### Passage to read

Recently we finished a big application for the public sector, gathering data from participants (employment status, marital status, etc.) in projects. The next part of the project was developing a reporting application, which does reports on cummulative data. Overall it could reach 2k LOC, what makes it comparable to your (typical) projects.

We were two developers in charge of that application, me beeing the "leading" one.

For this project I set several goals:

1) Produce fast visible results - emphasis on the keywords »fast« and »visible« in exactly this order.

In order to be fast you have to make up things in a quick and dirty way. E.g.: I made up a HTML mockup of a final result, including select boxes, date selectors, and copied a bloody hell of HTML together from similar applications.

2) Produce only a minimal working result for a given Iteration. As I said, for a first draft, there was only awfully hacked together html and a "base"-application serving the html.

### Source excerpt

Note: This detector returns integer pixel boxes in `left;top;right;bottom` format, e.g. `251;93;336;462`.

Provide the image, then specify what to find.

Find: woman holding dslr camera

### Short problem
Carry on the account of building the reporting application from the point where it stops. The listing has no connection to the account of building the reporting application.

### Exercise output
Next iterations were step by step introducing dynamics: Autofill selectboxes, partially read data from DB and display on page etc.

3) After this "dirty" phase, you have to have the discipline and rework your code: refactor methods, take care of cohesion in your classes, write tests. This only works if you have enough discipline and know how to shape your code.

This is not for freshmen, since you have to have some knowledge and discipline to clean up afterwards. (Did I mention discipline? ;))

For example, say you're developing a new application. It easily can get to 3k-5k lines of code before you have anything intelligible and it still may not even work at that point.

From what I said above, it is absolutely possible to have less than 1k LOC and get an impression of a "working" application. It depends on your style of development. If you have problems reviewing code at an earlier stage, you should try to make clear tasks for each reviewing stage. Try to make your code produce something. Results are testable - testability is the premise of a code review. Code which is testable is reviewable.

If you code review in smaller/more granular steps, you might have people reviewing things that will change heavily because you're fleshing out the design as you code, so they are reviewing things that you didn't necessarily need their input on yet.

This involves two problems:

When to review what?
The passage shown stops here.